Tuesday, June 25, 2013

Billionaire Tom Steyer Launches Campaign to Rally Obama Supporters Against Keystone XL Pipeline - VIDEO Mayflower residents

From: EcoWatch 

We Love Our Land

Yesterday at the National Press Club in Washington, DC, clean energy philanthropist Tom Steyer, President of CE Action, unveiled We Love Our Land, a first-of-its-kind digital campaign to engage President Barack Obama’s online supporters, including Organizing for America members, in helping the Administration protect the public interest by rejecting the Keystone XL Pipeline.



Tom Steyer announces the We Love Our Land campaign at the National Press Club in Washington, DC. A jar of tar sands oil sits on the podium. Photo credit: Samuel Hurd.
“President Obama is very smart. He understands our energy and climate crisis,” said Steyer. “The arguments for Keystone were a house of cards, and that house collapsed weeks ago when local Canadian government officials withdrew their support for a Keystone alternative coming across their lands. We want voters to know the pipeline doesn’t stand up against serious scrutiny. We’re betting that they can help the President make the right decision and reject Keystone.”

········

**TASKS:**
**1.** In the Keystone XL article, reproduce word for word the stretch from "From: EcoWatch" through "credit: Samuel Hurd.".
**2.** Decide whether each statement agrees with the Keystone XL article, and back each yes or no with the deciding words from it: (a) Tom Steyer unveiled the campaign at the National Press Club in Washington, DC. (b) The photo of the announcement is credited to Tom Steyer. (c) Steyer said the case for Keystone fell apart when local Canadian government officials withdrew their support for a Keystone alternative.
The entries that come next have no connection to the Keystone XL article.

**INFORMATION:**
········

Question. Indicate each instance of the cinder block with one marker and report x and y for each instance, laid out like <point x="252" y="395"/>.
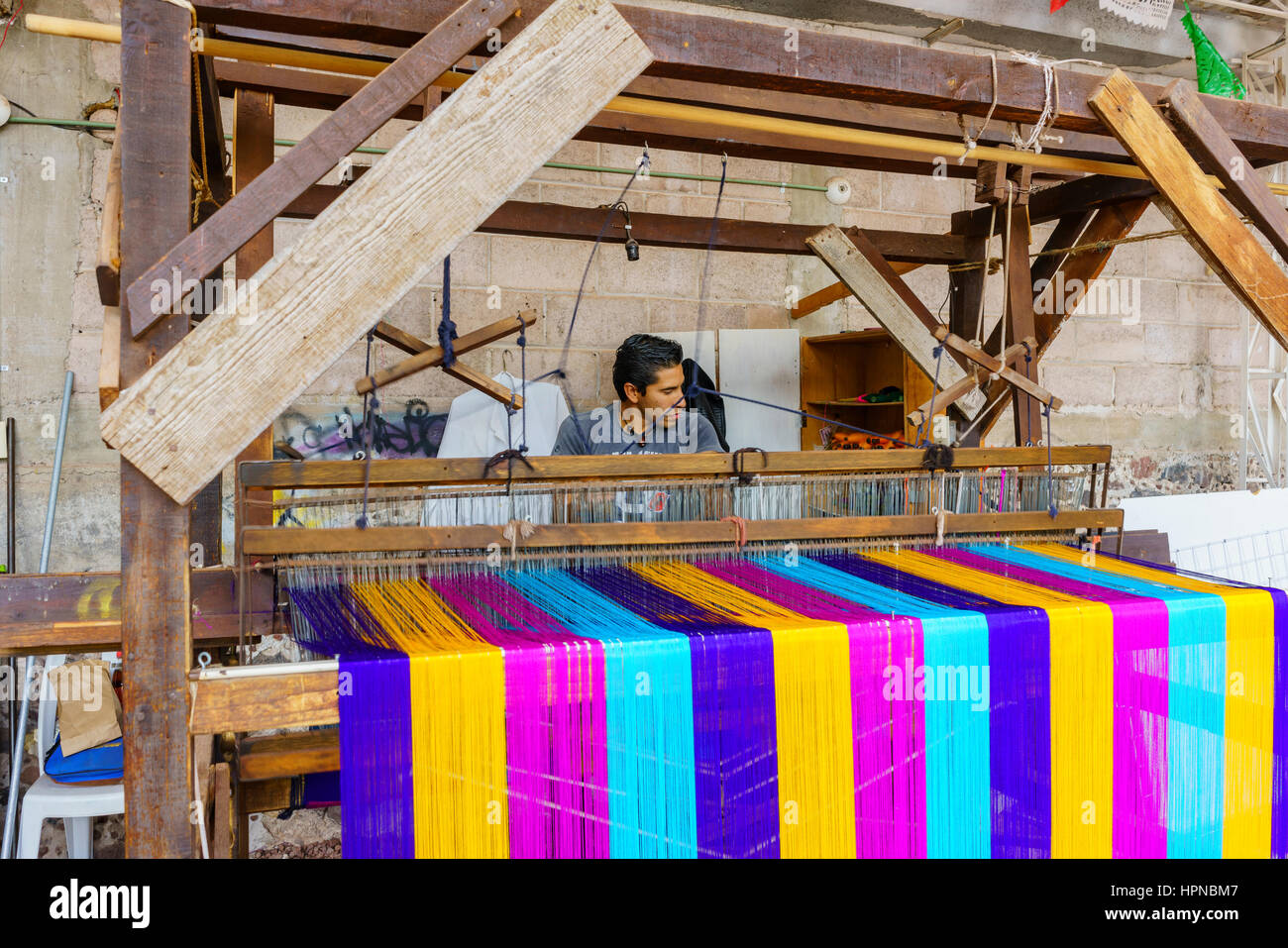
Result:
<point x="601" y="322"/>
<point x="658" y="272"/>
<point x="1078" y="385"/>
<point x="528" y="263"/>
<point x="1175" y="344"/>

········

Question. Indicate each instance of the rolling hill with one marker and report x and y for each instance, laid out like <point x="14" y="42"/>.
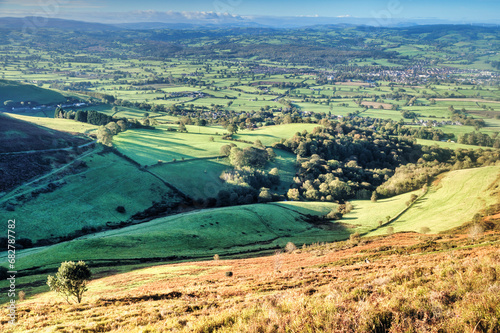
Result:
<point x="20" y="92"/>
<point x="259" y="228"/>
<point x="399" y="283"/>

········

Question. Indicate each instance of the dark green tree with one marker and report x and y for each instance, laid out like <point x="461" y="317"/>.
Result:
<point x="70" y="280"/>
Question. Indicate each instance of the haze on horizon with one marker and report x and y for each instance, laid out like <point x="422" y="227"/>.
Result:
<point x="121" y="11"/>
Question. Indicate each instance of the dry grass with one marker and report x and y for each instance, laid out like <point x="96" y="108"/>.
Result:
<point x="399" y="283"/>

········

**LIST OF ANSWERS:**
**1.**
From: EcoWatch 

We Love Our Land

Yesterday at the National Press Club in Washington, DC, clean energy philanthropist Tom Steyer, President of CE Action, unveiled We Love Our Land, a first-of-its-kind digital campaign to engage President Barack Obama’s online supporters, including Organizing for America members, in helping the Administration protect the public interest by rejecting the Keystone XL Pipeline.



Tom Steyer announces the We Love Our Land campaign at the National Press Club in Washington, DC. A jar of tar sands oil sits on the podium. Photo credit: Samuel Hurd.

**2.**
(a) Yes: "Yesterday at the National Press Club in Washington, DC, clean energy philanthropist Tom Steyer, President of CE Action, unveiled We Love Our Land"
(b) No: "Photo credit: Samuel Hurd."
(c) Yes: "that house collapsed weeks ago when local Canadian government officials withdrew their support for a Keystone alternative coming across their lands"